▸ **To do**: Rewrite every line of the listing below, requests included, offsetting each polygon coordinate in the answers by adding 90 to it. Leave out the pictures.

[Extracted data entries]

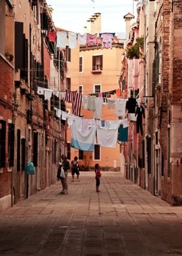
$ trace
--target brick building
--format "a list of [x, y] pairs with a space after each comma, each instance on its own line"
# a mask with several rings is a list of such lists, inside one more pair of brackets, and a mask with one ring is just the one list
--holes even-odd
[[[59, 91], [66, 69], [61, 69], [64, 52], [48, 37], [57, 29], [46, 1], [4, 0], [0, 5], [2, 210], [56, 180], [60, 154], [66, 152], [66, 129], [55, 107], [65, 110]], [[51, 97], [38, 94], [38, 88], [51, 90]], [[34, 163], [35, 175], [26, 174], [28, 161]]]

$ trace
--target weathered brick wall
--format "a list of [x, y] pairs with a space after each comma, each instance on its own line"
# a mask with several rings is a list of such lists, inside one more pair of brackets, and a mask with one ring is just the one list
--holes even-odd
[[0, 173], [0, 198], [10, 193], [11, 172], [7, 172], [8, 120], [12, 120], [13, 69], [0, 56], [0, 116], [6, 121], [6, 167]]

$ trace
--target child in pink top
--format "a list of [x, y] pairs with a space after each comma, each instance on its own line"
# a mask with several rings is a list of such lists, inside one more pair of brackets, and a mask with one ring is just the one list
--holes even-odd
[[98, 163], [95, 165], [95, 172], [96, 172], [96, 192], [100, 192], [99, 190], [99, 187], [100, 185], [100, 177], [101, 174], [100, 172], [100, 167]]

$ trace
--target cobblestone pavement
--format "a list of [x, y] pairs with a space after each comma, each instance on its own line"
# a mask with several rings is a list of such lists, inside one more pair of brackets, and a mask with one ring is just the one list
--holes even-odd
[[59, 182], [0, 213], [0, 255], [182, 255], [182, 207], [128, 180], [81, 172], [69, 194]]

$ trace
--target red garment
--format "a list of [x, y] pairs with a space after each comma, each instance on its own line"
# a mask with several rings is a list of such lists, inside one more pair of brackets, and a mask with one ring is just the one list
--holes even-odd
[[98, 34], [91, 35], [86, 33], [86, 46], [94, 46], [98, 45]]
[[96, 178], [100, 178], [101, 177], [101, 174], [99, 169], [96, 169], [95, 172], [96, 172]]
[[118, 97], [120, 97], [121, 96], [121, 89], [120, 88], [116, 89], [116, 96]]
[[50, 42], [55, 42], [57, 38], [56, 31], [49, 31], [48, 33], [49, 40]]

▸ **Exercise solution**:
$ trace
--target brick building
--format "a list of [x, y] pairs with a space after each comma, each instance on its own line"
# a mask with several rings is a list of such lists, inside one more pair of brackets, and a mask with one ring is just the one list
--holes even-odd
[[[149, 181], [156, 159], [151, 159], [154, 142], [138, 127], [147, 119], [136, 91], [94, 90], [90, 95], [92, 300], [146, 270], [150, 244], [156, 242], [156, 219], [145, 197], [155, 200]], [[141, 187], [128, 184], [128, 178], [141, 180]], [[124, 253], [125, 265], [116, 264], [118, 251]]]

$ trace
--target weathered brick wall
--format "a list of [x, y] pairs with a space after each comma, each instance on its own line"
# a mask with several rings is a list of such lists, inside one more pair of brackets, and a mask with one ring is just the one list
--holes even-odd
[[90, 263], [90, 288], [100, 283], [101, 262], [97, 262], [98, 210], [102, 210], [103, 159], [90, 146], [90, 206], [96, 211], [96, 257]]

$ trace
--target child in pink top
--format "a list of [x, y] pairs with a space after each comma, each instance on its own line"
# a mask with several rings is a list of such lists, inside one more pair of brackets, and a mask with one ring is just the one list
--holes even-odd
[[188, 253], [185, 255], [185, 262], [186, 262], [186, 282], [190, 282], [189, 280], [189, 277], [190, 275], [190, 267], [191, 264], [190, 262], [190, 257]]

$ trace
--target cobblestone pavement
--format "a list of [x, y] pairs with a space after each comma, each instance on its own line"
# a mask with several rings is a list of such lists, inside one more pair of brackets, and a mask with one ring is just the one list
--holes even-odd
[[149, 272], [90, 303], [90, 345], [272, 345], [272, 297], [218, 270], [171, 262], [159, 284]]

$ trace
--target red garment
--format "a list of [x, y] pairs with a space after each comma, each instance on its own line"
# a mask with several rings is a list of such lists, inside one more pair of brackets, and a mask with one ring is just the one list
--holes even-odd
[[188, 124], [181, 125], [176, 123], [176, 136], [184, 136], [188, 135]]
[[186, 268], [190, 268], [191, 267], [191, 264], [189, 259], [186, 259], [185, 262], [186, 262]]
[[208, 187], [210, 187], [211, 186], [211, 179], [210, 178], [206, 179], [206, 186]]
[[140, 132], [145, 132], [147, 128], [146, 121], [139, 121], [138, 123], [139, 130]]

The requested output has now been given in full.